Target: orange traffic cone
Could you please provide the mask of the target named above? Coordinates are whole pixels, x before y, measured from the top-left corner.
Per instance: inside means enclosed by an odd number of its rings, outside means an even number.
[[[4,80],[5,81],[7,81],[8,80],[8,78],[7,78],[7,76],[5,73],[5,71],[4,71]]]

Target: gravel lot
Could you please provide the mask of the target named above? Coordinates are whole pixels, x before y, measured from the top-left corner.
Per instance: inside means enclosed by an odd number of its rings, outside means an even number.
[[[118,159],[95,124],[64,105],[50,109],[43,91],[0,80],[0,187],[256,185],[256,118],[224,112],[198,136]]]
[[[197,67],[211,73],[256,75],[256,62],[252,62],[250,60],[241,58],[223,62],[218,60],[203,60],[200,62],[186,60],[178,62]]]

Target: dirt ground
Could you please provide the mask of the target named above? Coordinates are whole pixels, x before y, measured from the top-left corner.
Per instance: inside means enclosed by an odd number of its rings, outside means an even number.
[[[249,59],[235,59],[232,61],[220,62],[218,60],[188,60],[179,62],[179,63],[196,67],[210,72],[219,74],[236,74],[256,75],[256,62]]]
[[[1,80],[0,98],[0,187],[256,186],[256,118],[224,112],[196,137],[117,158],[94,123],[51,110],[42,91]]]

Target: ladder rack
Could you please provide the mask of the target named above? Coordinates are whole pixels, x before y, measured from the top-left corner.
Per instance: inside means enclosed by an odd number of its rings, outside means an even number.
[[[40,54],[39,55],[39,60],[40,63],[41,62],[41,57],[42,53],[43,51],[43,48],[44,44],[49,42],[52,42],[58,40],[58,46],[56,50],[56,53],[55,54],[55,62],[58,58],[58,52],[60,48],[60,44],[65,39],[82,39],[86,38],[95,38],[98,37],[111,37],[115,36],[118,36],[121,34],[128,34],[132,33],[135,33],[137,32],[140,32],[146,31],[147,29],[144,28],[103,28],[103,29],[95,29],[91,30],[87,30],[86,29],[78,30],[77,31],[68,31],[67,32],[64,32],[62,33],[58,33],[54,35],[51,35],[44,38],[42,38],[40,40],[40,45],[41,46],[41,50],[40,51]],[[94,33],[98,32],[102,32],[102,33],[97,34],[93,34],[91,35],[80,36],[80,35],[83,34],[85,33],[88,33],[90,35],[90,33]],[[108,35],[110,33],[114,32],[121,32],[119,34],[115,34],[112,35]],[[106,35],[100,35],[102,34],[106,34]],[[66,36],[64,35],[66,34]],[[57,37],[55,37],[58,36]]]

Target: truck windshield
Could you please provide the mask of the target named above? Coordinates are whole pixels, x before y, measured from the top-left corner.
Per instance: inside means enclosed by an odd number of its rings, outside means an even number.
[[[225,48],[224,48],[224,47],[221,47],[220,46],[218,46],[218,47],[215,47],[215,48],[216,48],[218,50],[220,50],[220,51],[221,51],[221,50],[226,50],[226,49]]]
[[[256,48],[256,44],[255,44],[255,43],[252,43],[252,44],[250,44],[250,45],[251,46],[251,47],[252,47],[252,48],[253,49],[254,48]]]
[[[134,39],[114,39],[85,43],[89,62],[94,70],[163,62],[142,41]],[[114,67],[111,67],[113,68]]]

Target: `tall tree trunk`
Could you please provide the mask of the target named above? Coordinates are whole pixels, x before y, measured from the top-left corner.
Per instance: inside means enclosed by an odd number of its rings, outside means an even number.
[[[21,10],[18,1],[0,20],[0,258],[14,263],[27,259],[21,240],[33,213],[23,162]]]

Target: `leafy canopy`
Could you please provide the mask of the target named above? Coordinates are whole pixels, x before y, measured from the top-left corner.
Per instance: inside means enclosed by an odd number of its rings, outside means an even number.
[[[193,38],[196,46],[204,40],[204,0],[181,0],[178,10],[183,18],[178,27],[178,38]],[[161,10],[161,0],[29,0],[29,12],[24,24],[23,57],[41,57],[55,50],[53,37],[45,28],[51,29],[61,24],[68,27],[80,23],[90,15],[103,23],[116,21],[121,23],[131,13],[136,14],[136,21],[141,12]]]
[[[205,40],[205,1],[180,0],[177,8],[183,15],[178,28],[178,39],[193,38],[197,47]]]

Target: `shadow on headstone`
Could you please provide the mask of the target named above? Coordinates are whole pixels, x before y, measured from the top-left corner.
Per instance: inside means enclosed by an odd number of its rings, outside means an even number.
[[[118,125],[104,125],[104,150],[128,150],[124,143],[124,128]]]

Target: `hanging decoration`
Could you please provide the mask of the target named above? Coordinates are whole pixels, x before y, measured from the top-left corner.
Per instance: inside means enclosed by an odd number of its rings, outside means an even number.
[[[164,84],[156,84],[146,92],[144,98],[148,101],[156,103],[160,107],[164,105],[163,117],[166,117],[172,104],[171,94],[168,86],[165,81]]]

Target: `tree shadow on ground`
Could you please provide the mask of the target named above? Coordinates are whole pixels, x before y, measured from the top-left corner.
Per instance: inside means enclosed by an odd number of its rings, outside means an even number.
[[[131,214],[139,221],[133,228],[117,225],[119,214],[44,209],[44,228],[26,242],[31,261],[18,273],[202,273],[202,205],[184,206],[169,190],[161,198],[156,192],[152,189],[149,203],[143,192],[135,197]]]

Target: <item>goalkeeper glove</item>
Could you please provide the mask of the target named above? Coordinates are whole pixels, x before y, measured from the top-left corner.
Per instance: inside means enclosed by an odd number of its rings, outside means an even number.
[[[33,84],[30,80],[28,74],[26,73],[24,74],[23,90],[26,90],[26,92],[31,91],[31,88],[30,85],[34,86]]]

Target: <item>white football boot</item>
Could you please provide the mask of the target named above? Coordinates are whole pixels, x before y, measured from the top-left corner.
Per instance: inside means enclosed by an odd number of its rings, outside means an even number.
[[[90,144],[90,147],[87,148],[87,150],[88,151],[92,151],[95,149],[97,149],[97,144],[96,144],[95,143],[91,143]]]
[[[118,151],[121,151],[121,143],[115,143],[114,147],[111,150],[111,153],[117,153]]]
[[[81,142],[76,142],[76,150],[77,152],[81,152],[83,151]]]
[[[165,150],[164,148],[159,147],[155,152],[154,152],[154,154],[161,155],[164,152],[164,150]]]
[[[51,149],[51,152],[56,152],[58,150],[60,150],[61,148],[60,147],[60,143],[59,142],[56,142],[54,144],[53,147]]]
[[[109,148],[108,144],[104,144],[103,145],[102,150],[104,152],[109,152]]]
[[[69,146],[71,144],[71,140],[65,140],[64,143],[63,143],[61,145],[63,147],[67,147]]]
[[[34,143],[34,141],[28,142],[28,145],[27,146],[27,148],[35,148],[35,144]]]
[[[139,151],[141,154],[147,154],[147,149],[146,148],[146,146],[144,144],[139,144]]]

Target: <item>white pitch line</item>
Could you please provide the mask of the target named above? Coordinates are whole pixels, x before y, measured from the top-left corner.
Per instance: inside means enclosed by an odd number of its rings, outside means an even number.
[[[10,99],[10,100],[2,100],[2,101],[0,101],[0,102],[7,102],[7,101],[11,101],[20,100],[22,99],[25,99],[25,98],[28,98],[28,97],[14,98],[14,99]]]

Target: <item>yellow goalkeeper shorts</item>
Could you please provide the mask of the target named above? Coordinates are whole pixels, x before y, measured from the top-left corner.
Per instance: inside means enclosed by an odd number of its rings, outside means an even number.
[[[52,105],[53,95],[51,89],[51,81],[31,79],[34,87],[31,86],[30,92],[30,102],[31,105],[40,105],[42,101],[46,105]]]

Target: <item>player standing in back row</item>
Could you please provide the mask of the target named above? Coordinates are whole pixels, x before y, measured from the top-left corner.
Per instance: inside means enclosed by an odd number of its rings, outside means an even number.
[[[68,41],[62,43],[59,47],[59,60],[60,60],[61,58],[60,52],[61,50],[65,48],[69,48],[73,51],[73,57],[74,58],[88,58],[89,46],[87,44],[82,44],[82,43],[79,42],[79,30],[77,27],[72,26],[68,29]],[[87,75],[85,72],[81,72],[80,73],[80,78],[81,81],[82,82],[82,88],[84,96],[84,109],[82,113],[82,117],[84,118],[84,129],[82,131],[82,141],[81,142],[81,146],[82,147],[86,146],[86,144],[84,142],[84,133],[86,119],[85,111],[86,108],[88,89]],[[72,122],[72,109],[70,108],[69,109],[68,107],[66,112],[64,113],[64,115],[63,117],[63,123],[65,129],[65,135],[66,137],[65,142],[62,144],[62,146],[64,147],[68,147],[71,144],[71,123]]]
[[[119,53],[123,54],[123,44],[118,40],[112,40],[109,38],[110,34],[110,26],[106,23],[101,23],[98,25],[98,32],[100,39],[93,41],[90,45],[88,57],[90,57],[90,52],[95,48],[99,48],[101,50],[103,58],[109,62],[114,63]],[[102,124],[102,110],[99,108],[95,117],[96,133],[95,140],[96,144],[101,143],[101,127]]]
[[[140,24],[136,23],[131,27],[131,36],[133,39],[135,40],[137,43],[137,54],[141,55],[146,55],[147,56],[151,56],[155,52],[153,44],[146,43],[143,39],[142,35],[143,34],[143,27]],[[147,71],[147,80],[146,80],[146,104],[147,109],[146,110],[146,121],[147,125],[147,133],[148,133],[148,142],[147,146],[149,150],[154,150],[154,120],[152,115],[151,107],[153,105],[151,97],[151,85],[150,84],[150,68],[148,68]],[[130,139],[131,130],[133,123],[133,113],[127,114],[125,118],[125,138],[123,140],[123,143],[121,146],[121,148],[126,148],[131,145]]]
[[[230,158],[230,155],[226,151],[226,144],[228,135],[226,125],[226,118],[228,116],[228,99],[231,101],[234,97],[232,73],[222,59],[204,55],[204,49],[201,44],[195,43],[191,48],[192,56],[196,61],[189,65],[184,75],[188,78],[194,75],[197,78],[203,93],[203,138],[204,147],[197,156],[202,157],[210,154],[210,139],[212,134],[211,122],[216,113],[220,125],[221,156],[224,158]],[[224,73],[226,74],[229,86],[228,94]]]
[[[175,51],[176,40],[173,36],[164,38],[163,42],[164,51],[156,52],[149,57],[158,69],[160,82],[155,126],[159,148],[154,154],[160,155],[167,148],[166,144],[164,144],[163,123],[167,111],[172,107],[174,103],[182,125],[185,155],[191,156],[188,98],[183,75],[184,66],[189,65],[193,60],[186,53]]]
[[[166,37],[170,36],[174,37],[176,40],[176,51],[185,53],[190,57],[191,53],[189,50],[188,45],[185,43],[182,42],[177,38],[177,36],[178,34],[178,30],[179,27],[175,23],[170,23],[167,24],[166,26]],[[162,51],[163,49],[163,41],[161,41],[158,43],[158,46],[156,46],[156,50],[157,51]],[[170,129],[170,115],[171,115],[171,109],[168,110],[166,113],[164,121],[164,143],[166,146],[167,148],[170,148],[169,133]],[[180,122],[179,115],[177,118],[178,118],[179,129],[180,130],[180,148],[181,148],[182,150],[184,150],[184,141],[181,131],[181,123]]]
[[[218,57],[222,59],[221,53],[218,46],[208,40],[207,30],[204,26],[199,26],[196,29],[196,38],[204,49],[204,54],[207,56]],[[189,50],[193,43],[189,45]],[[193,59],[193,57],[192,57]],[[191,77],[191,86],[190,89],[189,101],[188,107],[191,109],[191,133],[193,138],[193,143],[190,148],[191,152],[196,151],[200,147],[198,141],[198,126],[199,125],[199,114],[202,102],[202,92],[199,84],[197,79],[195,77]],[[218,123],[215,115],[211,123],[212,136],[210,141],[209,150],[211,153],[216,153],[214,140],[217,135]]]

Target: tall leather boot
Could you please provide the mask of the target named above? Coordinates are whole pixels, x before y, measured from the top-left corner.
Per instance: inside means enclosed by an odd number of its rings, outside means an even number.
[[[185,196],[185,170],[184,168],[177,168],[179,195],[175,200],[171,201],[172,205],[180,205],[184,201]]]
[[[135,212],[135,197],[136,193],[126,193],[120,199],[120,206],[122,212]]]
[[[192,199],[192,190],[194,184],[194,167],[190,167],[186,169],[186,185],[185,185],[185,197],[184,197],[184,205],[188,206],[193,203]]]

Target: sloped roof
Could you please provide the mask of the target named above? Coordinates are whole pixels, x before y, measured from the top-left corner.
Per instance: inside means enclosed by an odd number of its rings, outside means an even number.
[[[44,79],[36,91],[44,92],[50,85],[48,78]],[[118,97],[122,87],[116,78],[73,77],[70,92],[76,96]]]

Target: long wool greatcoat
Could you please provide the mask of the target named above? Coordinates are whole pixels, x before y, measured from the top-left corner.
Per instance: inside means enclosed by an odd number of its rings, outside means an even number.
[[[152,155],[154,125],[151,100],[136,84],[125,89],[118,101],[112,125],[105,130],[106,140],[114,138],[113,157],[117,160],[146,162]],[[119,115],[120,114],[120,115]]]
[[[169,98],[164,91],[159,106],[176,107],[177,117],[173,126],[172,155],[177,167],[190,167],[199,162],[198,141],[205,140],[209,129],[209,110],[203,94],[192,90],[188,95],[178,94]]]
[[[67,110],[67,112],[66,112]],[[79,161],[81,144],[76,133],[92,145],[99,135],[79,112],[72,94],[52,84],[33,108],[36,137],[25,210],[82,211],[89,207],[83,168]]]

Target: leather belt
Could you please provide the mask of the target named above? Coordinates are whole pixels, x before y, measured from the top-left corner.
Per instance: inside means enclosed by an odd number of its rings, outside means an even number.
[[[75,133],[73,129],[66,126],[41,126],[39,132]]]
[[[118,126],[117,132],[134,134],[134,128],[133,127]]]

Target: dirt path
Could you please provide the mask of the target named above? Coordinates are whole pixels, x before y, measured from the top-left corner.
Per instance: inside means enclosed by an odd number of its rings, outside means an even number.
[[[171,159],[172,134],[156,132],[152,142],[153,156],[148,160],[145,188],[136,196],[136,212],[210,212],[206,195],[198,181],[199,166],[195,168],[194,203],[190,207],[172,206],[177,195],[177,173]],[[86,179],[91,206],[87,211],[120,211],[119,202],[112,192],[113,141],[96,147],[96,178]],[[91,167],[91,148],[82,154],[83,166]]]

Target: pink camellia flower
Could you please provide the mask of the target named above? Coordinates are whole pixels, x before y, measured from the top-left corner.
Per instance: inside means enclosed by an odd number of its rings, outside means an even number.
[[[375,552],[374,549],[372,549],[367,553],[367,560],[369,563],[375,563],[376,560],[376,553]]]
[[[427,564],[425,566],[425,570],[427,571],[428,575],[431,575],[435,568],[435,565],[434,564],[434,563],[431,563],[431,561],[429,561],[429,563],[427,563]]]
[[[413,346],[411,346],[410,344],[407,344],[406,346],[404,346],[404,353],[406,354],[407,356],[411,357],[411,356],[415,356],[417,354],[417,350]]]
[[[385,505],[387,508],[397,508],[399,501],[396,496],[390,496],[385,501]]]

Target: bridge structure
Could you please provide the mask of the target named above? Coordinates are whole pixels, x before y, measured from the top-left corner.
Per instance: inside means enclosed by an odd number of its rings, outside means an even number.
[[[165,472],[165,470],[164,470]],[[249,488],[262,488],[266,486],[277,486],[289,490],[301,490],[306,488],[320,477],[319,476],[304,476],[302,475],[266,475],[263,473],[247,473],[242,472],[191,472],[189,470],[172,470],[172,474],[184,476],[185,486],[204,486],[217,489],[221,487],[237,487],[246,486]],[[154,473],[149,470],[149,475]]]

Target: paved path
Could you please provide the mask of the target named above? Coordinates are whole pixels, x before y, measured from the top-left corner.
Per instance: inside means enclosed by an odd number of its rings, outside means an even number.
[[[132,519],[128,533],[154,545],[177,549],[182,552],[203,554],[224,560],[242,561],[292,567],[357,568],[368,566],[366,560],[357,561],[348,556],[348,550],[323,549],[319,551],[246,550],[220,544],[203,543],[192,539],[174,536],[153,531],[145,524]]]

_ _ _ _

Which lines of the data above contain the word "ground"? Report each of them in full.

Target: dirt ground
Target: `tree shadow on ground`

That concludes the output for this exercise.